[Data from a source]
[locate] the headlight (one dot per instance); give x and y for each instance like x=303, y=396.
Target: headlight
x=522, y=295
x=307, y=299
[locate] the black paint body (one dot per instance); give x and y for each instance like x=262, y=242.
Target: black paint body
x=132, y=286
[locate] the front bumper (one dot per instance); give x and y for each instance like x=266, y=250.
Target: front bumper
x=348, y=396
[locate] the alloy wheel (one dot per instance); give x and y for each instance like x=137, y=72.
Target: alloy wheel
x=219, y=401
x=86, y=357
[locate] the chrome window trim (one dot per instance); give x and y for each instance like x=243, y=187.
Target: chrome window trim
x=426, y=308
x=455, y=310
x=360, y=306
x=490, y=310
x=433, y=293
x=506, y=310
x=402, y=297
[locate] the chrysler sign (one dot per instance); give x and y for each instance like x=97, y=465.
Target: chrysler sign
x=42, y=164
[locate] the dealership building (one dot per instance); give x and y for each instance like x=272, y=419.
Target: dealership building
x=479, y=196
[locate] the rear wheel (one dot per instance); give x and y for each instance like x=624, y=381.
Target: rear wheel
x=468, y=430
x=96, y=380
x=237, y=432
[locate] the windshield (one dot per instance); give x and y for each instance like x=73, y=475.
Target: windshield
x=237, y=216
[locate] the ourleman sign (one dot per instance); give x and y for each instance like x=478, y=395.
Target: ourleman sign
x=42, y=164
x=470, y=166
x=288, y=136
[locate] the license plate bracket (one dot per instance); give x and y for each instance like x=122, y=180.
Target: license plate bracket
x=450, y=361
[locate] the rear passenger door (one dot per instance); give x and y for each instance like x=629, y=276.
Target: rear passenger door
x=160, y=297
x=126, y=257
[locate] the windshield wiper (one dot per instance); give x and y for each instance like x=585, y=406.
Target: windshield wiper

**Direction**
Format the lines of the data above as a JSON list of strings, one string per line and blank lines omitted, starting at the first line and ending at the line containing "x=86, y=357".

**Worked solution**
[
  "[locate] the headlight (one dot per instance); give x and y for each instance like x=303, y=396.",
  "Target: headlight",
  "x=522, y=295",
  "x=307, y=299",
  "[locate] the black paint body (one dot per instance); give x and y for each instance like x=262, y=242.",
  "Target: black paint body",
  "x=132, y=286",
  "[locate] the front bumper (one dot per instance); give x and y for each instance like x=266, y=250.",
  "Target: front bumper",
  "x=348, y=396",
  "[locate] the alloy wheel (one dot per instance); give x and y for each instance like x=137, y=72.",
  "Target: alloy wheel",
  "x=219, y=401",
  "x=86, y=357"
]